*** Text provided ***

One of her students, “a brilliant creative writer” and reader of “highly intellectual books, articles, and authors,” is failing two classes.

He rolls his eyes at anything he deems as busy work, comes into class and intentionally sits with his back to me, and continues to chat with friends long after I have started the lesson. He barely completes most assignments, if at all, and I have to constantly nag him to focus and stop distracting other students. He is, in short, a huge pain. But when his parent came in to have a conference with me last fall, I found myself looking a worried adult in the eye and telling him what I believe to be the truth: His son is going to be okay. In fact, I told him that his son will someday stand out from the others; he will find a career he loves because he is passionate, intense, brilliant, and fiercely independent.

“Teachers can create strengths-focused classrooms” that give students positive outlets for their rebellion, such as writing or drama, Lamb-Sinclair writes.

. . .  the class clown, the snarky kid in the back, and the D-student . . . tend to be courageous, outspoken, persistent, and creative people—kids who may not make great students or become the kind of employees with a “really strong handshake,” but who instead become the kind of people who lead and forge new paths for others.

Lamb-Sinclair interviews Carla Shalaby, a former elementary teacher and teacher educator, about her new book, Troublemakers: Lessons in Freedom from Young Children at School.

My skepticism (and probably yours) is shared by Walt Gardner, who doubts that persistently disruptive students are diamonds in the rough. Yes, Einstein was a troublemaker in school, he writes. But most troublemakers aren’t Einsteins.

Teachers should “try to understand why some students are disruptive,” writes Gardner.  “But it’s quite another story to maintain that these students are the future . . .  because they are orginal thinkers.  In some cases, they’re also future felons.”

I wonder: Are disruptive, disengaged students “often” independent and creative? Sometimes? Occasionally?

Once a “teacher’s nightmare,” Oregon Teacher of the Year Brett Bigham thanks his sixth-grade teacher, John Brandt, for getting him to “love school again and trust teachers again.”

*** Excerpted records ***

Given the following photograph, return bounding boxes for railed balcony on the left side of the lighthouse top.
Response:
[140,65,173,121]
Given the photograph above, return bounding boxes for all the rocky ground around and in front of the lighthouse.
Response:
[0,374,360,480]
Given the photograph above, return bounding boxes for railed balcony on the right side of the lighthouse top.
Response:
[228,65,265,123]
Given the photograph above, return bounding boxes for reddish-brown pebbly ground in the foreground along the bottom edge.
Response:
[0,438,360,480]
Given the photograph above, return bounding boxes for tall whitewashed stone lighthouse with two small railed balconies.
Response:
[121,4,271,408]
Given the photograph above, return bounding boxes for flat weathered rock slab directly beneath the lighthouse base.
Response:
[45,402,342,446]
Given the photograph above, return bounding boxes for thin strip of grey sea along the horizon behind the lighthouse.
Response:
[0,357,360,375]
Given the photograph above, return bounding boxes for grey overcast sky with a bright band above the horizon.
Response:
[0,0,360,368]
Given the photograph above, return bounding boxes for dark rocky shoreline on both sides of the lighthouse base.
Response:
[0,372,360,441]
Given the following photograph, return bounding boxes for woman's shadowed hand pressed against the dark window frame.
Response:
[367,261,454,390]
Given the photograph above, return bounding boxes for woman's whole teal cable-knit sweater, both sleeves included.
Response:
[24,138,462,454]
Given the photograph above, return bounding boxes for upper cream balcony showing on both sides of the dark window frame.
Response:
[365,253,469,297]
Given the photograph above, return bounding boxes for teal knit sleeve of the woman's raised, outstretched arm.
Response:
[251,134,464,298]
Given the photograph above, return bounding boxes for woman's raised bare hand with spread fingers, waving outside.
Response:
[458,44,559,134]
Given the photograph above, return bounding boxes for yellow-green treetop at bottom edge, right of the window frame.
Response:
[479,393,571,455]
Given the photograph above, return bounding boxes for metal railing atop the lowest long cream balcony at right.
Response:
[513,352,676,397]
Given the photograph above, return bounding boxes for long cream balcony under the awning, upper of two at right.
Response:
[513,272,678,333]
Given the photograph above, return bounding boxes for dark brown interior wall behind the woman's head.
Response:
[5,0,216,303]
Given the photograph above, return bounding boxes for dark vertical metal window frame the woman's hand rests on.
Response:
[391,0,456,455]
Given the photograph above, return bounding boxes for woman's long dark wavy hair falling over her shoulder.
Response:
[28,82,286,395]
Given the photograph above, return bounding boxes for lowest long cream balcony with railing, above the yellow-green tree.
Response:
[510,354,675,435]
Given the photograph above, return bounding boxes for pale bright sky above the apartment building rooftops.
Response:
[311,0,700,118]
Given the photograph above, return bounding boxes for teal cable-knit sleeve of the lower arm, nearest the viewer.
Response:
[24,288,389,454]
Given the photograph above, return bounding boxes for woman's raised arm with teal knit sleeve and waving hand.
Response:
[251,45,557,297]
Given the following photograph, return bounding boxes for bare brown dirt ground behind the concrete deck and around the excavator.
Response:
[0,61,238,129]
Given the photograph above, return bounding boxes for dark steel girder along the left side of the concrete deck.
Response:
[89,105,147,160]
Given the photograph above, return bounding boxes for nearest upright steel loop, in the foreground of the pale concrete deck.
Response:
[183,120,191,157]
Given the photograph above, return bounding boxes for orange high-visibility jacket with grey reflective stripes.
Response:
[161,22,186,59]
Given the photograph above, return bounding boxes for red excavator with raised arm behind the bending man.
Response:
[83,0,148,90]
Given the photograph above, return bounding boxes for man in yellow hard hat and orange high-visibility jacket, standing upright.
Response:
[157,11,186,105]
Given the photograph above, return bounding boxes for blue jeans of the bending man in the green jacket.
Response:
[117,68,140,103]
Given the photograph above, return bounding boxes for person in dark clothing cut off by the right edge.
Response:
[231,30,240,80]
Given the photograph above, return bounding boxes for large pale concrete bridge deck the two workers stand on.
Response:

***

Task details:
In the text on disruptive students, what does Walt Gardner say most troublemakers are not?

Solution:
Einsteins.